[Exercise prompt]
Write out every line of the material exactly as it appears.

[Data records]
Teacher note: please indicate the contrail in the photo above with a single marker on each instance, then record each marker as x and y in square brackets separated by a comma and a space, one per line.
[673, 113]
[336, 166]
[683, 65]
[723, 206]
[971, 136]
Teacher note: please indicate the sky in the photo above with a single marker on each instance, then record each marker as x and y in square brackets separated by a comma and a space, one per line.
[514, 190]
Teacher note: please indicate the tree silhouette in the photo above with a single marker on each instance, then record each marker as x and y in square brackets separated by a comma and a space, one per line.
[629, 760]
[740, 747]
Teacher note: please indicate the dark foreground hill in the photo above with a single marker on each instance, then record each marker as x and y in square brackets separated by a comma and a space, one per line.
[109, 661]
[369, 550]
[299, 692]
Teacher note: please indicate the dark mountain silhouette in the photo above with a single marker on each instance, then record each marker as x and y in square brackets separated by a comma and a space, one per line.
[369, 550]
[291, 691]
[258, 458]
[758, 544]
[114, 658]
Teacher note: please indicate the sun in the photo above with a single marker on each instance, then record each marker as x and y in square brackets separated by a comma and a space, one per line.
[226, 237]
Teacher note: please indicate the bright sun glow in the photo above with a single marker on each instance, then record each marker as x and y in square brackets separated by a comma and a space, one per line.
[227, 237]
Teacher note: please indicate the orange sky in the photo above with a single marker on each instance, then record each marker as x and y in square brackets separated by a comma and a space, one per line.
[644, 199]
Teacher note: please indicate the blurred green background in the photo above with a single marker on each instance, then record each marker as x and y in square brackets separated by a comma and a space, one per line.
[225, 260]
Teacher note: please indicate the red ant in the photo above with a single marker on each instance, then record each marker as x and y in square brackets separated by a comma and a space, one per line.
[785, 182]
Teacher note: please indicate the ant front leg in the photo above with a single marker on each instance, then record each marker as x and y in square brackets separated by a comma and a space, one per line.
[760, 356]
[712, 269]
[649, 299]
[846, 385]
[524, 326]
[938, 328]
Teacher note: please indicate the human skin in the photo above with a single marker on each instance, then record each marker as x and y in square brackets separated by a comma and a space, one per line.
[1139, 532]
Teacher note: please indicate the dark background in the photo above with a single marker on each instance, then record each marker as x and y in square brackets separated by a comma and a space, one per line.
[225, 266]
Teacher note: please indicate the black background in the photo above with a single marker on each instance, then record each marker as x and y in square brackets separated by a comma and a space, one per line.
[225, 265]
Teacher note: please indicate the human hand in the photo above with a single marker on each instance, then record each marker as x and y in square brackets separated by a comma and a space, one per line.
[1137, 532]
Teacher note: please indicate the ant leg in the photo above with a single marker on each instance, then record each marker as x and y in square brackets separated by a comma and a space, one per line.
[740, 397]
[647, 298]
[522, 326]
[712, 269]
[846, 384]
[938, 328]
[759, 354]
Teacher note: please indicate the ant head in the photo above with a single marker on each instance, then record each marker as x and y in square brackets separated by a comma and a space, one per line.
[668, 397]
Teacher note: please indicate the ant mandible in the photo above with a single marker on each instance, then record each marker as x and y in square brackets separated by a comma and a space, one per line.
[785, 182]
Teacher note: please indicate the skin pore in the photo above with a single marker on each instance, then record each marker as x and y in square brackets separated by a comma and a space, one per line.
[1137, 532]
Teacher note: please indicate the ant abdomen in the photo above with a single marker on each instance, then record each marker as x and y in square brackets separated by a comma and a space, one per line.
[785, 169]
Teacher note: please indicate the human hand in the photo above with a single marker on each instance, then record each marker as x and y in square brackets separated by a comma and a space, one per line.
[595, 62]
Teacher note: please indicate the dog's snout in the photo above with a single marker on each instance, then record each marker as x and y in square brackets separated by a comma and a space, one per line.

[Answer to this exercise]
Teacher note: please indicate the contrail in the photo above with a single marker on each instance, then record each marker as x and y in square brackets separated by a comma and a space, one per line.
[673, 113]
[336, 166]
[683, 65]
[723, 206]
[971, 136]
Teacher note: please indicate the sky in the photo above with a single marker on each instance, then record each marker as x and y in square brackets separated by a comma and a space, one per line.
[514, 190]
Teacher note: please indicate the tree silhouette in the photo above with a single marker on each instance, then record each marker as x and y in square brackets separated by a comma and a space, one per line.
[629, 760]
[740, 747]
Teacher note: please indicate the dark foreground hill in the photo above with a single marker on each instance, then record each marker as x and y in square brackets separated by a comma and a space, one per line.
[109, 661]
[369, 550]
[299, 692]
Teacher note: please indicate the dark mountain silhouette in the photo above with a single marker on each instance, then record each marker as x and y in square brackets separated by a comma and a space, one per line.
[369, 550]
[291, 691]
[258, 458]
[758, 544]
[114, 658]
Teacher note: please indicate the sun in the photo above with a single marker on each instance, then record each marker as x and y in square brackets separated by a comma and a space, one per line.
[226, 237]
Teacher note: please indicate the bright sun glow in the photo above with a single marker on each instance, then record each marker as x and y in square brackets separated by a comma and a space, one per line.
[227, 237]
Teacher note: please indicate the orange sky in the photo above with a single marker on each instance, then record each marker as x and y in square brackets separated by a comma and a space, one per line.
[644, 199]
Teacher note: please indicate the blurred green background in the photo above with a single marker on each instance, then record each marker as x and y in square brackets separated by a comma and a space, one per line.
[225, 260]
Teacher note: please indicate the red ant in the photo above with a single marker on each instance, then record each marker as x and y in square brackets separated by a comma and a space, one per line.
[785, 182]
Teacher note: please indicate the ant front leg in the photo above with a single marker on each instance, then record each marker as x and y in square brackets separated by a comma and a space, one per line.
[760, 356]
[712, 269]
[649, 299]
[846, 385]
[524, 326]
[938, 328]
Teacher note: please indicate the human skin in the photo above with a single marker on each instance, then record each marker as x and y in square brackets separated by a comma and a space, one per line.
[1139, 532]
Teacher note: please indicate the dark background in the photo above with a single marker on each instance, then record each marker as x and y in square brackets separated by a comma and a space, one per line.
[225, 266]
Teacher note: please indicate the black background in the photo above with a single marker on each instance, then record each marker as x and y in square brackets separated by a comma and a space, one per line.
[225, 265]
Teacher note: please indicate the human hand in the photo above with a single marker on each instance, then record each marker as x and y in square brackets separated by a comma and a space, one per line.
[1137, 532]
Teacher note: please indicate the ant leg in the photo above with a single marker on each instance, then record each marker as x and y in square brackets separated by a comma and a space, one per line.
[740, 397]
[647, 298]
[522, 326]
[712, 269]
[846, 384]
[938, 328]
[759, 354]
Teacher note: please indicate the ant head in the photo above with a single marker on each instance, then record each marker as x and y in square brackets separated by a comma and a space, one per line.
[668, 397]
Teacher note: please indicate the ant mandible in the photo above with a single marker on each instance, then record each marker as x and y in square brackets separated by a comma and a space, one per line.
[785, 182]
Teacher note: please indicate the skin pore in the photo above with a single marker on each instance, then record each marker as x and y in square brackets separated by a comma and a space, one per line.
[1137, 532]
Teacher note: please indicate the ant abdomen in the photo above with a single marker on each instance, then record each marker as x and y in square brackets separated by a comma and a space, one per line.
[785, 169]
Teacher note: please indicate the human hand in the photo above with a single marker on each instance, then record each marker as x and y in square brackets separated by a comma and a space, one per line.
[595, 62]
Teacher note: please indicate the dog's snout in the photo above with a single marker on each instance, then record each marker as x and y in square brackets separated by a comma and a space, one per line.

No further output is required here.